--- start Selection ---

This opinion will be unpublished and

may not be cited except as provided by

Minn. Stat. § 480A.08, subd. 3 (1998).




Curtis Moeller,



Huntting Elevator Co.,


Filed June 15, 1999


Amundson, Judge

Mower County District Court

File No. C6-96-1405

William D. Mahler, 301 Ironwood Square, 300 Third Avenue Southeast, Rochester, MN 55904 (for appellant)

Richard W. Sobalvarro, 11 Seventh Avenue North, P.O Box 1433, St. Cloud, MN 56302 (for respondent)

Considered and decided by Chief Judge Toussaint, Presiding Judge, Amundson, Judge, and Huspeni, Judge.[*]



On appeal from denial of his motion for a new trial, Curtis Moeller asserts that (1) the district court erred in granting Huntting Elevator Company's (Huntting) motion for a directed verdict on his express- and implied-warranties claims; and (2) the jury verdict on the negligence claim is contrary to the weight of the evidence. We affirm.


Curtis Moeller is a crop and dairy farmer. Huntting sells and applies herbicides and fertilizers in addition to its other grain and crop-related businesses.

In the spring of 1995, Moeller met with Huntting's manager, Paul Steier, who suggested fertilizers and herbicides that Moeller should use on his fields. Allegedly, Huntting's agronomist, Bob Smith, told Moeller that Accent®, a herbicide, "would work if everything else failed." Moeller agreed to notify the elevator when his fields were ready to be sprayed with herbicide.

--- end Selection ---
--- start Extracted records ---

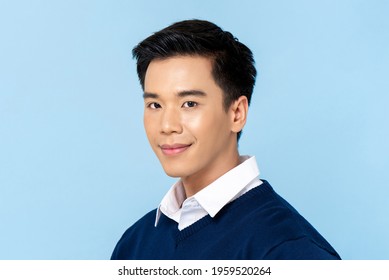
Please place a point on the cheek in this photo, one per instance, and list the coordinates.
(149, 126)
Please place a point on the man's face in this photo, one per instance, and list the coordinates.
(184, 118)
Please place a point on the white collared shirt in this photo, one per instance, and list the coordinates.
(212, 198)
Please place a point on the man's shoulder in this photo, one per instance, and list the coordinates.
(268, 220)
(144, 223)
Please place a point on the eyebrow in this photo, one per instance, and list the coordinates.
(180, 94)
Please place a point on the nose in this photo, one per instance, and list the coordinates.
(170, 121)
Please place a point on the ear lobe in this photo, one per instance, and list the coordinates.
(239, 110)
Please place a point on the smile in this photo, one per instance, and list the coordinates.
(175, 149)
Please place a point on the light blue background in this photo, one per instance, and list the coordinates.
(75, 166)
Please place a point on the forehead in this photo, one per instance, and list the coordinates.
(180, 73)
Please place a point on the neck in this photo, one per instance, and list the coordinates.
(196, 182)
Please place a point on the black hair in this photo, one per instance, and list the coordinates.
(233, 62)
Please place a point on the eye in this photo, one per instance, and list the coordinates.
(189, 104)
(154, 105)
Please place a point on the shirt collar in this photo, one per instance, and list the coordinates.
(214, 196)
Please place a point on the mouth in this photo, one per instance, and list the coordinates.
(175, 149)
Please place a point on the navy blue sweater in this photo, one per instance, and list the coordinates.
(258, 225)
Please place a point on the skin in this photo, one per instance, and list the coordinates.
(188, 128)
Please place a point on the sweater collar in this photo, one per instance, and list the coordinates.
(213, 197)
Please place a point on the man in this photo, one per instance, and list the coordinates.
(197, 81)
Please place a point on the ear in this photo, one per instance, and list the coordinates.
(239, 109)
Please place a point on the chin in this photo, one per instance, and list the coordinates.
(174, 172)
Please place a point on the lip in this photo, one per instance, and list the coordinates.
(175, 149)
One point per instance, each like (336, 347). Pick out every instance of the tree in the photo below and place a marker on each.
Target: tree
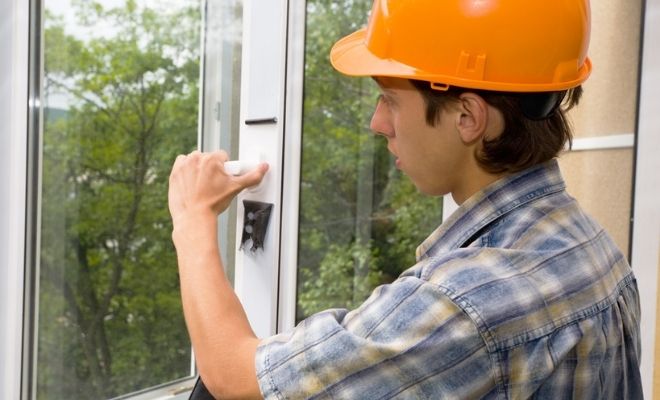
(110, 318)
(360, 219)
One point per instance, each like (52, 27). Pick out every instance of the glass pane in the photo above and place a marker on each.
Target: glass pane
(222, 96)
(360, 219)
(120, 100)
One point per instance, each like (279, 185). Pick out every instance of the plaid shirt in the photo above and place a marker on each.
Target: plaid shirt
(519, 294)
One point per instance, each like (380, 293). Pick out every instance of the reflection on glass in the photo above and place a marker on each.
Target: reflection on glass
(360, 219)
(120, 95)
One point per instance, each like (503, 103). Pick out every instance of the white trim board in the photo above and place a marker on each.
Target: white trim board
(622, 141)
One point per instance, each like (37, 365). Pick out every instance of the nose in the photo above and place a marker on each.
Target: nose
(381, 120)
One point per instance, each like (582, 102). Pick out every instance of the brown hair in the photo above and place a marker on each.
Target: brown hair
(536, 128)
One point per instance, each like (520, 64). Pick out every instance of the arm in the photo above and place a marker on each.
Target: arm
(222, 338)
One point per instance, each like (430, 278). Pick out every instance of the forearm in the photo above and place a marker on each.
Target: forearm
(222, 338)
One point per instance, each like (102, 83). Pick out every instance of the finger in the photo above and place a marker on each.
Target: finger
(253, 177)
(180, 159)
(221, 155)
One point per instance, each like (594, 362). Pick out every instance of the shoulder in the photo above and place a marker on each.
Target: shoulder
(544, 280)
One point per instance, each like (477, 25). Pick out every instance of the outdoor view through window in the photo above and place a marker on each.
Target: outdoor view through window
(360, 218)
(120, 100)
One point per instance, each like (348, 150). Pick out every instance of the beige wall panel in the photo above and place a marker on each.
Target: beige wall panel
(610, 99)
(601, 181)
(656, 369)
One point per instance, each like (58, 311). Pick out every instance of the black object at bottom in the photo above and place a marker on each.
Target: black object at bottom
(200, 392)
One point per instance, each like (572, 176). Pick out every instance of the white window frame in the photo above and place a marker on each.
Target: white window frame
(14, 40)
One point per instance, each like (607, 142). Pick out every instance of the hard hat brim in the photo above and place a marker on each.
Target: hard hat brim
(351, 56)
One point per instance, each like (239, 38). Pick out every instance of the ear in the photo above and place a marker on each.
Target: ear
(473, 117)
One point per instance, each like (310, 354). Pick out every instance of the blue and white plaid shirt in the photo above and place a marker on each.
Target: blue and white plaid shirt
(518, 295)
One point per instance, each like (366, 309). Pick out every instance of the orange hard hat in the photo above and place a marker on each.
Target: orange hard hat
(500, 45)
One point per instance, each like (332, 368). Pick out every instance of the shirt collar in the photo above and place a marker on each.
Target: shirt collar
(490, 203)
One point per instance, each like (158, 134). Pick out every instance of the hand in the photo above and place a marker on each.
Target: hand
(200, 184)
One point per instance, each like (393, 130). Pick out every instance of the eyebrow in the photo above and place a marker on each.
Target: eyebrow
(382, 87)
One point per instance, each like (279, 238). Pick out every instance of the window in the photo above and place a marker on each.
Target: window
(120, 95)
(360, 218)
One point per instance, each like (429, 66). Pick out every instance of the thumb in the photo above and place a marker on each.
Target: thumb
(253, 177)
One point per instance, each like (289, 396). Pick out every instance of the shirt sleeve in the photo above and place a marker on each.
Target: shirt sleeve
(408, 340)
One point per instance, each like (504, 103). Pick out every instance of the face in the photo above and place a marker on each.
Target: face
(434, 157)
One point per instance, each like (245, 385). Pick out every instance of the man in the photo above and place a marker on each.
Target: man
(518, 295)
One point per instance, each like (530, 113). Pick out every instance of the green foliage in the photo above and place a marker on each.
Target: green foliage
(110, 318)
(360, 219)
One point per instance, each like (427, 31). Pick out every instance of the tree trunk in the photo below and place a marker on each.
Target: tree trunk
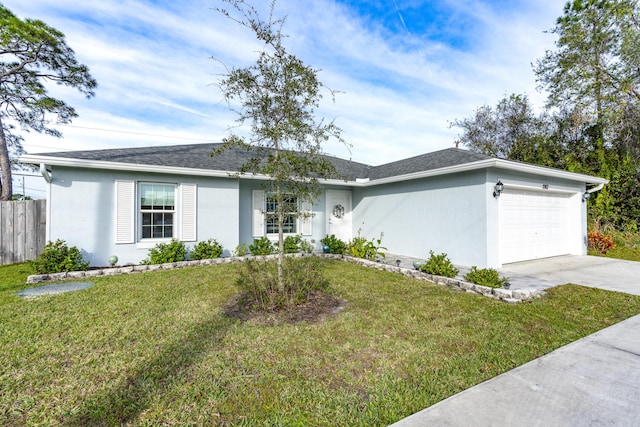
(6, 185)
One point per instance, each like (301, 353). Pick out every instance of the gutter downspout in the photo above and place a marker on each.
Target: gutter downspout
(594, 189)
(47, 177)
(45, 173)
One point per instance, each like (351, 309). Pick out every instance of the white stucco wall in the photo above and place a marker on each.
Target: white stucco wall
(444, 214)
(82, 211)
(246, 207)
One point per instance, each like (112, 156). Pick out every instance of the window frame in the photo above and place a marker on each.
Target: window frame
(269, 215)
(140, 213)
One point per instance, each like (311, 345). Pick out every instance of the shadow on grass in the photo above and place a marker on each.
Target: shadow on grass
(123, 402)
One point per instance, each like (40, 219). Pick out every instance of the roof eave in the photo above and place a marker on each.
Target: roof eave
(481, 164)
(135, 167)
(488, 163)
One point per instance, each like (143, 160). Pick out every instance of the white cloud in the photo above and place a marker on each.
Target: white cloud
(400, 89)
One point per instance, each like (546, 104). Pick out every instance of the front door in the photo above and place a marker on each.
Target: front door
(338, 213)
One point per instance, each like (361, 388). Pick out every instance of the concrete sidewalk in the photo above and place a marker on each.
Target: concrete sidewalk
(594, 381)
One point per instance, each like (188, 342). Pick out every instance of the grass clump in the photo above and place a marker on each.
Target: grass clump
(486, 277)
(439, 265)
(334, 245)
(258, 283)
(160, 349)
(58, 257)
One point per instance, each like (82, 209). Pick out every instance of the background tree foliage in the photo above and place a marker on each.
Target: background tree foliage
(278, 96)
(31, 54)
(592, 119)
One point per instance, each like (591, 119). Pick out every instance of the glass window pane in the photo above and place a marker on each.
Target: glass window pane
(146, 196)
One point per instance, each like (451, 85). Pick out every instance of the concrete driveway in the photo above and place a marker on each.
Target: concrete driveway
(594, 381)
(597, 272)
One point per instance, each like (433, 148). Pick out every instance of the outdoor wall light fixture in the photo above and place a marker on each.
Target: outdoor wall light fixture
(498, 188)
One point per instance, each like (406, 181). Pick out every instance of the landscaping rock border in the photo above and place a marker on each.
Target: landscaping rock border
(506, 295)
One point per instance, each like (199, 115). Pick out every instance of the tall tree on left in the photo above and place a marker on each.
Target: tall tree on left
(33, 54)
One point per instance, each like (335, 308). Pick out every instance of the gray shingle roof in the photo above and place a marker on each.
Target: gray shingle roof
(197, 156)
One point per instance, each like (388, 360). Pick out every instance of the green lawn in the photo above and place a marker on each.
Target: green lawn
(157, 349)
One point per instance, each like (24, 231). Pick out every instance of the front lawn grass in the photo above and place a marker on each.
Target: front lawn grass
(157, 349)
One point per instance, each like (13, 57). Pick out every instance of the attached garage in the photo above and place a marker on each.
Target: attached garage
(538, 224)
(446, 202)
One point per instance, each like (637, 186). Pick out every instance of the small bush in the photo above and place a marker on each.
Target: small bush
(261, 246)
(600, 243)
(486, 277)
(57, 257)
(306, 247)
(258, 283)
(207, 250)
(439, 265)
(162, 253)
(335, 245)
(292, 244)
(360, 247)
(241, 250)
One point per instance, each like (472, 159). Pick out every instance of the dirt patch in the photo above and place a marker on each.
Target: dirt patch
(320, 307)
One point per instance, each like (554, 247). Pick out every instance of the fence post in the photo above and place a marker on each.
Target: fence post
(22, 230)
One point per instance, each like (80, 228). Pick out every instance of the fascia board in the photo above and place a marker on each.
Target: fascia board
(136, 167)
(484, 164)
(131, 167)
(555, 173)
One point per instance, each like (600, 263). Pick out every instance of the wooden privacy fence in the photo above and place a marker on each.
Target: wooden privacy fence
(22, 230)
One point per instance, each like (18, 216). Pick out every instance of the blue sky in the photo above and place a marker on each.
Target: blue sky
(404, 68)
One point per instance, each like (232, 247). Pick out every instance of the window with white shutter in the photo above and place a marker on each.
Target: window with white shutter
(125, 211)
(188, 208)
(258, 213)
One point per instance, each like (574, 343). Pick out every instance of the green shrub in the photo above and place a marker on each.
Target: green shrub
(261, 246)
(360, 247)
(241, 250)
(207, 250)
(335, 245)
(292, 244)
(162, 253)
(306, 246)
(439, 265)
(258, 282)
(57, 257)
(486, 277)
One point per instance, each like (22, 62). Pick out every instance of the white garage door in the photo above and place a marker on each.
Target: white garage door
(534, 224)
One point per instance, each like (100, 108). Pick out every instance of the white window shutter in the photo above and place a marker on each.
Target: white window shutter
(258, 213)
(188, 212)
(306, 219)
(125, 211)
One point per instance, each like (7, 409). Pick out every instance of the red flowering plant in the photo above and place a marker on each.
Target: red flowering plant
(600, 243)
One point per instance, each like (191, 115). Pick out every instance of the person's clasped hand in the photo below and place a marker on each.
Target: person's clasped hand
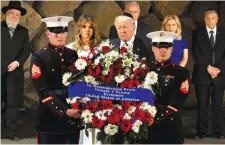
(12, 66)
(213, 71)
(73, 113)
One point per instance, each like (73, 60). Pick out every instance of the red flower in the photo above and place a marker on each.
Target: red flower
(87, 106)
(137, 104)
(127, 84)
(139, 72)
(72, 68)
(105, 49)
(125, 105)
(76, 105)
(126, 125)
(97, 69)
(96, 123)
(91, 71)
(103, 78)
(107, 104)
(123, 50)
(149, 118)
(114, 118)
(94, 106)
(137, 83)
(138, 115)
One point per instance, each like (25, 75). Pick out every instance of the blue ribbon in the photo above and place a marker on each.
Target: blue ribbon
(82, 89)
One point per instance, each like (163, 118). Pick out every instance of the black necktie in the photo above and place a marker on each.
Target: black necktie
(11, 30)
(212, 45)
(125, 44)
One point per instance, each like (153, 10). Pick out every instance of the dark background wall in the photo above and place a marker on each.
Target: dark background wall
(191, 14)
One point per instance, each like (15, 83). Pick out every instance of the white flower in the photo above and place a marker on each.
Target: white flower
(86, 47)
(107, 64)
(136, 126)
(85, 99)
(111, 129)
(151, 78)
(68, 100)
(65, 78)
(143, 65)
(97, 60)
(152, 110)
(100, 115)
(136, 65)
(105, 71)
(87, 116)
(74, 100)
(147, 86)
(131, 109)
(107, 111)
(80, 64)
(113, 55)
(118, 106)
(89, 79)
(127, 116)
(119, 78)
(144, 106)
(127, 62)
(91, 56)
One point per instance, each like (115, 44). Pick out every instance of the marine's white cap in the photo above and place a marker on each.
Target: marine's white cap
(162, 39)
(57, 21)
(162, 36)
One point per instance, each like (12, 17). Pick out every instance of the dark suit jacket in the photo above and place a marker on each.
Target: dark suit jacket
(202, 54)
(17, 48)
(138, 48)
(142, 31)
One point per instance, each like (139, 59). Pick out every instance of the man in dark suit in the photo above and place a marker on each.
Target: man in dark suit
(209, 72)
(141, 29)
(15, 50)
(125, 29)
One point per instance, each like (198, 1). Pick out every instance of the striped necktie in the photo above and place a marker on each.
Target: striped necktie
(212, 46)
(11, 31)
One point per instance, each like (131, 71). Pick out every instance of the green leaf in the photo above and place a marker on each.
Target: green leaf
(131, 135)
(86, 132)
(144, 131)
(101, 136)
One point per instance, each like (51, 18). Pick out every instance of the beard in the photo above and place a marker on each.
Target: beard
(11, 23)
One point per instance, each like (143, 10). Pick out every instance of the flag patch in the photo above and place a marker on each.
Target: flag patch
(184, 86)
(36, 71)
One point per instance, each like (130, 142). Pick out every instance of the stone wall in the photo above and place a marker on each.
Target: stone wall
(152, 13)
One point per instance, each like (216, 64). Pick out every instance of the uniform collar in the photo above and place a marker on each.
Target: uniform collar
(56, 49)
(162, 64)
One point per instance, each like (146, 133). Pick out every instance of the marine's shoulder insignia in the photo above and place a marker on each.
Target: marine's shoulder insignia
(35, 71)
(184, 87)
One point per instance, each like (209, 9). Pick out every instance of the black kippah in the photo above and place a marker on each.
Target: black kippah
(162, 44)
(58, 29)
(127, 14)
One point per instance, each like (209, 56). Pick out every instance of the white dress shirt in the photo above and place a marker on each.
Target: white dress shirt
(130, 42)
(214, 34)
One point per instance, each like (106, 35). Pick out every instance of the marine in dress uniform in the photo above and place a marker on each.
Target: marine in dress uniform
(48, 65)
(15, 49)
(172, 91)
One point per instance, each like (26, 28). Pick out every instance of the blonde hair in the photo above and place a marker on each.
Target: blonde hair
(131, 3)
(210, 11)
(176, 19)
(95, 38)
(121, 18)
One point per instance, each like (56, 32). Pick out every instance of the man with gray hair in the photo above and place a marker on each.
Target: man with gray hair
(15, 51)
(125, 29)
(141, 29)
(208, 50)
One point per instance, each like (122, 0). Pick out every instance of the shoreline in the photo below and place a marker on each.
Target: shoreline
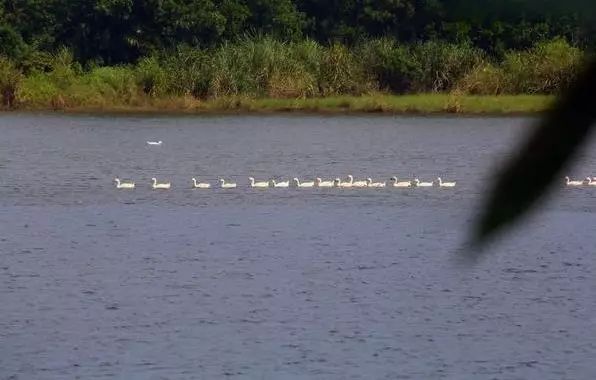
(381, 104)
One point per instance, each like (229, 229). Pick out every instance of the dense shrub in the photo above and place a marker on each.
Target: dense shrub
(265, 67)
(440, 65)
(10, 78)
(546, 68)
(390, 64)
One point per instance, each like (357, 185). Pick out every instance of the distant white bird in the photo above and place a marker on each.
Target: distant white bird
(162, 186)
(280, 184)
(339, 183)
(225, 185)
(370, 183)
(417, 183)
(200, 185)
(445, 184)
(320, 183)
(303, 184)
(124, 185)
(357, 183)
(397, 183)
(261, 184)
(569, 182)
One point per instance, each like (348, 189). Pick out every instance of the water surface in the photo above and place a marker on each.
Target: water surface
(281, 284)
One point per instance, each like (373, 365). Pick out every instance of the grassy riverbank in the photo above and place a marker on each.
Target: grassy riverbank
(378, 103)
(266, 75)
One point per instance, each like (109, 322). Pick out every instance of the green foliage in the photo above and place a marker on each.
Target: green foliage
(264, 67)
(391, 64)
(123, 31)
(440, 65)
(546, 68)
(10, 78)
(342, 73)
(151, 77)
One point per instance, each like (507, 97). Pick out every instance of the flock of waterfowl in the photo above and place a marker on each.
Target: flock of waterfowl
(295, 183)
(317, 183)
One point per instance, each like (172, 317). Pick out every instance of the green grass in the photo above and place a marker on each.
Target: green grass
(377, 103)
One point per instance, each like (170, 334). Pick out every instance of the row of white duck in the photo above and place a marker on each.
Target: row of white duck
(317, 183)
(588, 181)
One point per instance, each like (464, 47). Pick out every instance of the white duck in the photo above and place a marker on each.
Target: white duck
(417, 183)
(569, 182)
(445, 184)
(357, 183)
(320, 183)
(224, 185)
(200, 185)
(124, 185)
(397, 183)
(370, 183)
(344, 185)
(162, 186)
(280, 184)
(303, 184)
(260, 184)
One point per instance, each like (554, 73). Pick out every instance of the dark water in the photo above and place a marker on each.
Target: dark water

--- end Extracted records ---

> [Parts of the exercise]
(a) Condense the paragraph in the court opinion that begins "In the spring of 1995" into a short list that keeps its main facts.
(b) Go on with the court opinion, starting after its last sentence.

> [Task answers]
(a)
- In spring 1995, Moeller met with Paul Steier, Huntting's manager, who suggested fertilizers and herbicides for Moeller's fields.
- Huntting's agronomist, Bob Smith, allegedly told Moeller that the herbicide Accent® "would work if everything else failed."
- Moeller agreed to notify the elevator when his fields were ready for herbicide spraying.

(b)
Between May 5 and May 18, 1995, Moeller planted corn. On May 20, 1995, he told the secretary at Huntting that he had finished planting and that his fields were ready for spraying. After waiting ten days for the sprayers, Moeller returned to Huntting and again notified the company that his fields were ready for spraying.

In early June 1995, Moeller told Steier that his fields had not been sprayed and that the foxtail weed in his fields was now, according to Moeller, between four and eight inches high. Steier, who looked at Moeller's field about June 5, 1995, told him that Smith, Huntting's agronomist, was out of town. Between June 10 and June 13, Smith also inspected Moeller's fields. Moeller told Smith that he was concerned about the height of the foxtail, because it would be uncontrollable if not sprayed very quickly. Allegedly, Smith told Moeller that "he (Moeller) should go milk and he (Smith) would kill the weeds."

On June 13, 1995, Huntting's staff sprayed 119 acres of Moeller's fields, and, three days later, sprayed the remaining 34 acres. Of these total acres, 119 acres were sprayed with a mixture of Accent®, another herbicide, and a nonionic surfactant. Twenty-five acres were sprayed with a mixture of Accent® and another herbicide. Nine acres were sprayed with herbicides other than Accent®. Moeller paid $5,194.20 for the herbicides and separately paid $638 for the spraying services.

On June 24, 1995, Moeller told Steier that the foxtail was not dead. Four days later, Steier inspected Moeller's fields and recommended that Moeller cultivate the fields first, then apply nitrogen. Moeller began cultivating that day.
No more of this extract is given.